TEXT SEGMENT:
(begin)

GaN HEMT or GaN FET power devices are quickly emerging as an alternative to other power devices such as silicon-based MOSFETs, and IGBTs owing to their better performance in terms of speed, efficiency, form factor, operating temperature, and other parameters. With conventional devices such as MOSFETs reaching their theoretical limits in terms of speed, efficiency, and performance, GaN FETs provide a spectrum of better performance characteristics and hence are rapidly being adopted as the next-gen power-switching device by the industry. 

Working Principle:

The remarkably high electron mobility of gallium nitride (GaN) enables the fabrication of transistors that have a low value of ON resistance combined with a very high switching frequency capability. Typically, GaN is deposited on either silicon or silicon carbide to give GaN on Silicon, often referred to as Gan on Si, or GaN on Silicon carbide referred to as GaN on SiC. GaN HEMT is a high electron mobility transistor, and it utilizes the HEMT structure with its two-dimensional electron gas (2DEG) region providing the fundamental mode of operation for the device. The AlGaN layer acts as the barrier.

GaN HEMT Structure

GaN HEMT is available in enhancement and depletion modes. Depletion mode GaN (dGaN) HEMT works in always-on mode and a negative voltage is applied across the gate relative to the drain and source to turn it off whereas Enhancement mode GaN (eGaN) HEMT  works in always-off mode. It works like a MOSFET, with a positive bias across its gate relative to source turns on the device. 

Depletion mode GaN Transistor Structure:

Just like any FET structure, dGaN has three electrodes; Gate, source, and drain. The source and drain connect directly to the GaN layer, while the gate sits on the AlGaN layer. Since it is in only on mode, a short circuit is created between the drain and the source, so a negative potential is applied to the gate relative to the drain and source which in turn depletes the electrons from the 2DEG layer, stopping the conduction. 

While depletion mode is used in many electronic circuits, due to its configuration and always ON mode, this structure is not commonly used in power circuits. The enhancement mode is used mostly in power-switching circuits. 

Enhancement mode GaN Transistor Structure:

The always-OFF mode is used for most power-switching applications. There are several ways of fabricating eGaN FETs. The most commonly used methods are implanted gates and recessed gate eGaNs.

Implanted gate eGaN: Fluorine atoms are implanted on the AlGaN barrier layer which creates a negative layer that in turn depletes the electrons from the 2DEG plane so, when a positive bias is applied at the gate, electrons are attracted back to the 2DEG layer which starts the conduction. 

Recessed gate eGaN: The AlGaN layer positioned above the 2DEG layer is thinned. This reduces the voltage produced in the region. A point is reached where the voltage generated by the stress in the crystal structure is less than the built-in voltage of the Schottky metal gate and with zero bias the 2DEG plane is eliminated here. When the gate is positively biased, the electrons are attracted back to the 2DEG layer which initiates the current flow in the device.

(end)

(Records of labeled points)
(begin)

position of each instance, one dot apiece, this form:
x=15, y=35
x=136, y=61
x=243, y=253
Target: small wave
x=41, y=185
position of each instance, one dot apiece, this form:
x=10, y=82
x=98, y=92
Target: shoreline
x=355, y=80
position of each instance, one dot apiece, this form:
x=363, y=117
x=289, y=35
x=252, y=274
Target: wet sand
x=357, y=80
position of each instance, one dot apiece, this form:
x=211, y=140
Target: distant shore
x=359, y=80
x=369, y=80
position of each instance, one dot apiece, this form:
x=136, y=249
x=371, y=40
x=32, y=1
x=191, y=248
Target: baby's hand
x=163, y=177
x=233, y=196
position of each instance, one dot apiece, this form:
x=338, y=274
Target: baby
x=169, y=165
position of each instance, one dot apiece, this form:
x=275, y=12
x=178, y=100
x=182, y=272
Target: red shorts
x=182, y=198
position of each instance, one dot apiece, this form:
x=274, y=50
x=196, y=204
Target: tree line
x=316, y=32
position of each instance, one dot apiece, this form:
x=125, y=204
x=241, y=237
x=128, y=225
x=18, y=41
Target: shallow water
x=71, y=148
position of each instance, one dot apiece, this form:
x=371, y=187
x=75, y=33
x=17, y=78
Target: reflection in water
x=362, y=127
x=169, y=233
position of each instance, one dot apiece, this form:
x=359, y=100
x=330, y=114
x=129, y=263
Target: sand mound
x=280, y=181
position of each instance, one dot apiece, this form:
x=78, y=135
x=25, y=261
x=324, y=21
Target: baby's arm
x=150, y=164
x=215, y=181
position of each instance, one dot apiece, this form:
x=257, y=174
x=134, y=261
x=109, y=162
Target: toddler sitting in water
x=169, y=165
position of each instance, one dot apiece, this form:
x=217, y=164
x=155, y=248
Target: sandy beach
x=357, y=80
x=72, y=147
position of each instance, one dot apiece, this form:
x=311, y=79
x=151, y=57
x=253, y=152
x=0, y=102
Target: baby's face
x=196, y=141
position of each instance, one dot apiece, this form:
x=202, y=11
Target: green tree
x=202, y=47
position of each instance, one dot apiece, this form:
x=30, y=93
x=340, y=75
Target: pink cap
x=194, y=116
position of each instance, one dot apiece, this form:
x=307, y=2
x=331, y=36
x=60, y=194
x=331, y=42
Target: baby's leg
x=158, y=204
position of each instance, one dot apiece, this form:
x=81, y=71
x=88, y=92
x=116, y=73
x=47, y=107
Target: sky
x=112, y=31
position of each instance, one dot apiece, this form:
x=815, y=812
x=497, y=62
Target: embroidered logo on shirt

(end)

DIRECTIVES:
a) In the GaN transistor text, what are the two most commonly used methods for fabricating eGaN FETs?
b) From the GaN transistor text, extract the passage that opens with the words containing "GaN HEMT is available" and closes with "on the device.".

ANSWERS BY TASK:
a) Implanted gates and recessed gate eGaNs.

b)
GaN HEMT is available in enhancement and depletion modes. Depletion mode GaN (dGaN) HEMT works in always-on mode and a negative voltage is applied across the gate relative to the drain and source to turn it off whereas Enhancement mode GaN (eGaN) HEMT  works in always-off mode. It works like a MOSFET, with a positive bias across its gate relative to source turns on the device.